The request: Edit the listing below by replacing every "Identify" with "Locate" and leaving everything else unchanged. Leave the pictures out of your answer.

Data supplied:
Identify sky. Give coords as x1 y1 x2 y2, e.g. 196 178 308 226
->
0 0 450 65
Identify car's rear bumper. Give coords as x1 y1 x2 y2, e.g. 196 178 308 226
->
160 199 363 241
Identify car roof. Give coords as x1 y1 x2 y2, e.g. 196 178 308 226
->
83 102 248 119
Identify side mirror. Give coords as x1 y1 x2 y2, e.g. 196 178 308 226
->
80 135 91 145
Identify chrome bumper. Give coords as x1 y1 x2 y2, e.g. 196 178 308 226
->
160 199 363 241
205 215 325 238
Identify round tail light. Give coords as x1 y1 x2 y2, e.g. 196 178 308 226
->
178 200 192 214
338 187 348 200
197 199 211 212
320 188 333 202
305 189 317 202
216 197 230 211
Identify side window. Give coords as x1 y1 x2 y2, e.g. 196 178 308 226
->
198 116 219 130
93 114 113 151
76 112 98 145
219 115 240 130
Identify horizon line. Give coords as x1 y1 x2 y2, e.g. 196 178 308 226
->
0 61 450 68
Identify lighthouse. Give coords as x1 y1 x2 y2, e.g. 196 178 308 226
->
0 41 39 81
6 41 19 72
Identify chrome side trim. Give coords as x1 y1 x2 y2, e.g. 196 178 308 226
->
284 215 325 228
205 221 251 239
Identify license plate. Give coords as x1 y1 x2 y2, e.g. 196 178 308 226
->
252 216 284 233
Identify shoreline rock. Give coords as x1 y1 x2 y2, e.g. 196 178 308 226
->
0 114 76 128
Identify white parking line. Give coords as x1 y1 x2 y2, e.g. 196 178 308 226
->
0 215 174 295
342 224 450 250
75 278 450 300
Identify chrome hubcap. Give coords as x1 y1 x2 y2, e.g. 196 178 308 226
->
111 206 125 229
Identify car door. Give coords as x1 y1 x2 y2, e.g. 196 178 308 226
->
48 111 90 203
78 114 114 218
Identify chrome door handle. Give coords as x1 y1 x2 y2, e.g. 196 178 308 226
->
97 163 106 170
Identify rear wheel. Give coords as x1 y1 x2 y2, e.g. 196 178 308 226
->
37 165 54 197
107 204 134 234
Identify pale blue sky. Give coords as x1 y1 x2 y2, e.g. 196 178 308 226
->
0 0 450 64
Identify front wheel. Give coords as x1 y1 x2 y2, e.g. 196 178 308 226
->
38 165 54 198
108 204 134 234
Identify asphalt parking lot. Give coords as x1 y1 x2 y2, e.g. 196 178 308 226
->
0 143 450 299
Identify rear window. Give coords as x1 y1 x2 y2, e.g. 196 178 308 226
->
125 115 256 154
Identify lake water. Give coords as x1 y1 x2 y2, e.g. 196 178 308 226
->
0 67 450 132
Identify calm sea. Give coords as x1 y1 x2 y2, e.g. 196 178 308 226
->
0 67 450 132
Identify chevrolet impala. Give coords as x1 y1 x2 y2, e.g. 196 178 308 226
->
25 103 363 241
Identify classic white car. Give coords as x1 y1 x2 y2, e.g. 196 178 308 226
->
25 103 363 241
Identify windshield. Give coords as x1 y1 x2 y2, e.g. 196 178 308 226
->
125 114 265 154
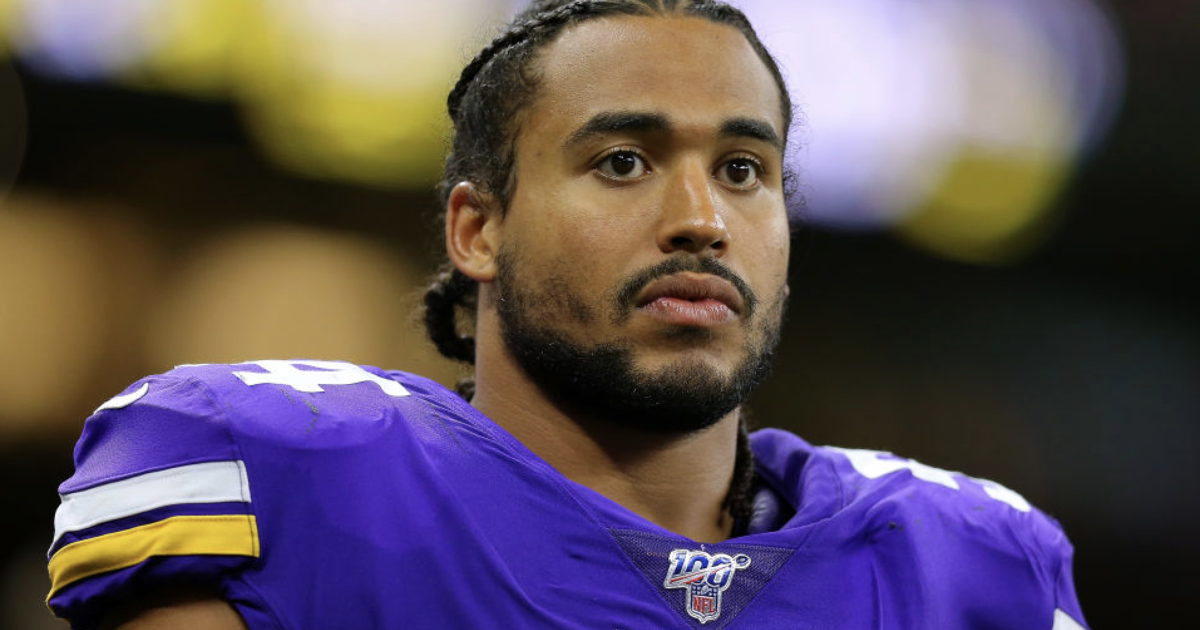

Completed exercise:
Locate sky. Give coords as x1 y1 x2 y2, e.g. 196 178 308 226
->
0 0 450 65
Locate car's rear bumper. Give coords as x1 y1 x2 y2, e.g. 196 178 308 226
->
160 199 363 241
Locate car roof. Give coords as x1 y1 x2 y2, e.g. 196 178 308 226
->
83 102 248 119
Locate side mirror. Give coords as x1 y1 x2 y2, e.g. 196 178 308 226
->
80 135 91 145
Locate chrome bumper. Give coords as x1 y1 x2 y2, e.g. 196 178 308 226
->
160 199 363 241
205 215 325 238
Locate round tail light. Give coords as x1 y1 x2 y2, e.g. 196 178 308 226
->
178 200 192 214
338 187 348 200
197 199 211 212
320 188 333 202
305 189 317 202
216 197 230 211
Locate side window. Give coords as x1 y1 x2 y2, e.g. 196 178 308 226
->
198 116 219 130
93 114 113 151
76 112 98 145
219 115 240 130
Locate horizon line. Give coords as x1 y1 x2 y2, e.g. 196 178 308 226
->
0 61 450 68
Locate lighthouse. Give coords as x1 y1 x2 y2, e.g. 196 178 308 226
->
0 41 39 81
6 41 19 72
Locate chrome side trim. Give coords as x1 y1 x2 y2, e.g. 196 178 308 226
->
284 215 325 228
205 221 251 239
Locate license plate. Give coords as x1 y1 x2 y2, e.g. 196 178 308 226
->
252 216 284 233
Locate shoreline rock. Give coords as x1 y1 x2 y2, e.g. 196 178 308 226
->
0 114 76 128
Locate white parking line. Give coords as x1 y1 x2 y2, e.g. 196 178 308 226
->
0 215 174 295
342 224 450 250
75 278 450 300
Locate chrome hubcap. Give coords as x1 y1 x2 y2, e.g. 196 178 308 226
->
111 206 125 229
Locate car door. Give coords as x1 y1 x2 y2, e.g. 196 178 308 226
->
48 111 90 203
78 114 114 218
Locate chrome door handle. Give coords as x1 y1 x2 y2, e.g. 196 178 308 226
->
97 163 106 170
Locate rear wheel. Give coords as x1 y1 x2 y2, e.g. 196 178 308 226
->
37 165 54 197
107 204 134 234
Locate pale blue sky. Give coords as x1 y1 x2 y2, e.g. 196 178 308 226
->
0 0 450 64
Locate front wheel. Give coords as x1 y1 x2 y2, e.g. 196 178 308 226
->
38 165 54 198
108 204 134 234
Locate asphalt parking lot. Give coords as x1 y1 x2 y2, e.g. 196 178 308 226
->
0 143 450 299
Locate rear window. Give coords as x1 y1 x2 y2, e.g. 196 178 308 226
->
125 115 256 154
Locate lake water. Give coords as x1 y1 x2 y2, e.g. 196 178 308 226
->
0 67 450 132
Locate calm sea. Give coords as x1 y1 x2 y2, e.g. 196 178 308 226
->
0 67 450 132
Locate chevrolet impala. Give coords as x1 y1 x2 y2, e.g. 196 178 308 226
->
25 103 363 241
Locate classic white car. Give coords as x1 y1 x2 y2, e.g. 196 178 308 226
->
25 103 363 241
Locate windshield. Give coords as x1 y1 x2 y2, e.g. 196 178 308 226
->
125 114 265 154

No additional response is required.